* ASSIGNMENT *
Could you filter the listing for lines with the word "caterpillar" and return them?
===============
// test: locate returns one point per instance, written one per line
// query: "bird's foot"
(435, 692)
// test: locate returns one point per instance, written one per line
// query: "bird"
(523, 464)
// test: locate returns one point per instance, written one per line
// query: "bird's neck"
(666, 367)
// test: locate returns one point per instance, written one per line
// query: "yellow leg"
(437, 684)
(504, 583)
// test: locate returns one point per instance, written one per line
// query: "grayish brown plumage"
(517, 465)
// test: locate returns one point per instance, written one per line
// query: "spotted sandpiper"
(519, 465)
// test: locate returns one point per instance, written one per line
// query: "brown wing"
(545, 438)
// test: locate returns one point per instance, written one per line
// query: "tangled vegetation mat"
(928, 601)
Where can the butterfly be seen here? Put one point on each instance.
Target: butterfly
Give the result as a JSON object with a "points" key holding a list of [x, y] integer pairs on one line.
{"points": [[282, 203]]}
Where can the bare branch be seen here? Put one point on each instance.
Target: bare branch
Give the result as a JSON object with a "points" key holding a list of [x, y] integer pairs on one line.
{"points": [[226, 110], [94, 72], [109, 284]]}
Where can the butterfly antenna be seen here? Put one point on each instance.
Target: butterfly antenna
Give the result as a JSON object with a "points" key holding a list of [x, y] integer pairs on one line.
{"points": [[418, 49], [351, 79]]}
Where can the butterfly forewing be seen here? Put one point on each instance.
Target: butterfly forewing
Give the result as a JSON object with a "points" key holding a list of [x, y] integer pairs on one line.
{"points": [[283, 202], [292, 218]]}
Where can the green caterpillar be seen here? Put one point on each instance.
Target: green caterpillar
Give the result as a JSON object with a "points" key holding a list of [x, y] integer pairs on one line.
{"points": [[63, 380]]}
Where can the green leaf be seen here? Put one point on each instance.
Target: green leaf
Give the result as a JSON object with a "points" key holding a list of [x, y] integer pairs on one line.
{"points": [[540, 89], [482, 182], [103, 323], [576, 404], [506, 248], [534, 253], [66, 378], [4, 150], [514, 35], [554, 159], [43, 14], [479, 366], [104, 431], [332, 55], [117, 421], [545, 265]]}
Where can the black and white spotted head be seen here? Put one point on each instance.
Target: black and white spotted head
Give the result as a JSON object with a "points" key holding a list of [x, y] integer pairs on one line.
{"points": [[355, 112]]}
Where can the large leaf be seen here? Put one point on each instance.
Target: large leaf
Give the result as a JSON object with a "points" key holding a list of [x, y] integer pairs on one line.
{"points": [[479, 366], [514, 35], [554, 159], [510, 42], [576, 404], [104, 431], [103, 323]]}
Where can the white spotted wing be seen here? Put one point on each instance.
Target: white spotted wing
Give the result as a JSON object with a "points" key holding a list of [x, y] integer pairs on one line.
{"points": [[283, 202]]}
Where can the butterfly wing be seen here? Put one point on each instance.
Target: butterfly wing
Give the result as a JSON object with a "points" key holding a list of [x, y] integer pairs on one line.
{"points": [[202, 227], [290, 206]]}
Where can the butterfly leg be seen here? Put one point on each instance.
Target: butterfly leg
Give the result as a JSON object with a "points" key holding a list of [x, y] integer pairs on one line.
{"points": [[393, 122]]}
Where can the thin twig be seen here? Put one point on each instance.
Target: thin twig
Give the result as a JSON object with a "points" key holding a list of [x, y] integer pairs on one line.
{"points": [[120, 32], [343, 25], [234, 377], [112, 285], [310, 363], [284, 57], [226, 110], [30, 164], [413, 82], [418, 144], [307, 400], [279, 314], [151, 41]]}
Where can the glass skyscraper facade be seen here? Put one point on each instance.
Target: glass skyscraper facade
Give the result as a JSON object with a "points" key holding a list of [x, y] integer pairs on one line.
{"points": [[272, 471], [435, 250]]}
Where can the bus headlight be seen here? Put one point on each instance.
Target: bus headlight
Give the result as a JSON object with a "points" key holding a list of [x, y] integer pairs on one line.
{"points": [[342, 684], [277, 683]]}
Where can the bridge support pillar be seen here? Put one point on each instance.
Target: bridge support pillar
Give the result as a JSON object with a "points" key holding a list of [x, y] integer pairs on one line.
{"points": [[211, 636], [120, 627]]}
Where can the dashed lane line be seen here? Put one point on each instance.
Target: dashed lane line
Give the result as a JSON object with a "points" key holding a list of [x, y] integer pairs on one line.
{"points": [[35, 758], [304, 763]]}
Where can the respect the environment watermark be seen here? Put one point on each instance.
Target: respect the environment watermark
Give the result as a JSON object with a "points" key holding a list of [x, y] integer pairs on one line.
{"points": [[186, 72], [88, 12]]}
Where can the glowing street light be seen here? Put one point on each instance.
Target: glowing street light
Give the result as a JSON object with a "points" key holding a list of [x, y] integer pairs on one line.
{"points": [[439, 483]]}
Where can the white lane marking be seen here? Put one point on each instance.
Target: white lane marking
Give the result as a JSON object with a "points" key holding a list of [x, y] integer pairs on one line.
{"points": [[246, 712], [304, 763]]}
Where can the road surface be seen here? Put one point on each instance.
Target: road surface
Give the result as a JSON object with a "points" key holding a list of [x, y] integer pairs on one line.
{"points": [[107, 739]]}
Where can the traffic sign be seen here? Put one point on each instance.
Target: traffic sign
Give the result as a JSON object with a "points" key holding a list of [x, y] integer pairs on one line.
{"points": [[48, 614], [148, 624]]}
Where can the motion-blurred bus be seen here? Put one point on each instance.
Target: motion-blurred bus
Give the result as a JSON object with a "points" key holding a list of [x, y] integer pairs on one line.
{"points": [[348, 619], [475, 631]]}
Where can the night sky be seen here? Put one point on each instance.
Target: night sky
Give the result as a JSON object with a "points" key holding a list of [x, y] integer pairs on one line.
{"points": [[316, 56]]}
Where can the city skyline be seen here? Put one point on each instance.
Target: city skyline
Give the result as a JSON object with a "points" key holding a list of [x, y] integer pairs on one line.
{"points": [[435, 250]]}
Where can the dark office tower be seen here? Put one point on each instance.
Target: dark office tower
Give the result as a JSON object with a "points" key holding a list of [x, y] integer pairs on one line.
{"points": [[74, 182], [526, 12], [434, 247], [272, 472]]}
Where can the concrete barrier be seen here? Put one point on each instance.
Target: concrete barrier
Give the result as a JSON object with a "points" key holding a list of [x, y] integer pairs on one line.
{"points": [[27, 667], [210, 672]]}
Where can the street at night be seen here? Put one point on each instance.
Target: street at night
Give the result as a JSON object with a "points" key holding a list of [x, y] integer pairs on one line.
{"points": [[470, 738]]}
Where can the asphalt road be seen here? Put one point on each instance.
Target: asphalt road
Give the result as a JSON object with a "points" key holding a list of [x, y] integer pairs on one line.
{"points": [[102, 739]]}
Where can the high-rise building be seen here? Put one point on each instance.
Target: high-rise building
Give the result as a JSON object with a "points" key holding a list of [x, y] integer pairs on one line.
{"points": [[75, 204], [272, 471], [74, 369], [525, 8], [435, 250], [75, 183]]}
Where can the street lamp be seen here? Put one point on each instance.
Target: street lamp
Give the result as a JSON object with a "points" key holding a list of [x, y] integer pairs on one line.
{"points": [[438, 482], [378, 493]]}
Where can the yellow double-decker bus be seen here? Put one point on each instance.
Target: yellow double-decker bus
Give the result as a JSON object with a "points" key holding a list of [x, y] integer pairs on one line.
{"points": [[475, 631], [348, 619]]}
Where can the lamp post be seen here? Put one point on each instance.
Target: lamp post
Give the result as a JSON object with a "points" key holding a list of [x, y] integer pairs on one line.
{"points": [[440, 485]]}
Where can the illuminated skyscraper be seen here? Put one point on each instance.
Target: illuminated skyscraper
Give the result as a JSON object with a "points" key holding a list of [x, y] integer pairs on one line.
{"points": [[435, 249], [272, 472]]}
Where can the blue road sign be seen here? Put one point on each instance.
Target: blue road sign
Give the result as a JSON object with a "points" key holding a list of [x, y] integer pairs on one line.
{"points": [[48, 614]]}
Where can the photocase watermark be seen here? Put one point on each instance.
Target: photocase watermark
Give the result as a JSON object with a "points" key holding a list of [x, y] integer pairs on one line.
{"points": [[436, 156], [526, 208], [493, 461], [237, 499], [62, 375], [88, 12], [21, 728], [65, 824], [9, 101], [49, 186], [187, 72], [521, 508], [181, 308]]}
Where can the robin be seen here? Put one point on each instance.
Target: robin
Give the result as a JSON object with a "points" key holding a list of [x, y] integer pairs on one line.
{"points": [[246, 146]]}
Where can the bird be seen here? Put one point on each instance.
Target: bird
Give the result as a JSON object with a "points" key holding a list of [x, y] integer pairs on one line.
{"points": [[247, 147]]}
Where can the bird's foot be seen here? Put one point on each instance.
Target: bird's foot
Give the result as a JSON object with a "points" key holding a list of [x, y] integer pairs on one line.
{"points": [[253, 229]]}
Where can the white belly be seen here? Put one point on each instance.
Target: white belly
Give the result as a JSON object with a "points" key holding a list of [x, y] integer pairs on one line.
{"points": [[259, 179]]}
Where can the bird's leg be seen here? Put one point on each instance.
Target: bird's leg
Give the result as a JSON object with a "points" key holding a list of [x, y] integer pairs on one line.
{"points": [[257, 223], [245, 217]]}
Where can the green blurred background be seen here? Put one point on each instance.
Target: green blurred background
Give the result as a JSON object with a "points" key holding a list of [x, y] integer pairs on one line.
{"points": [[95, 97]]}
===============
* SOLUTION *
Where can the green caterpillar be seen here? Put one point on each instance.
Target: green caterpillar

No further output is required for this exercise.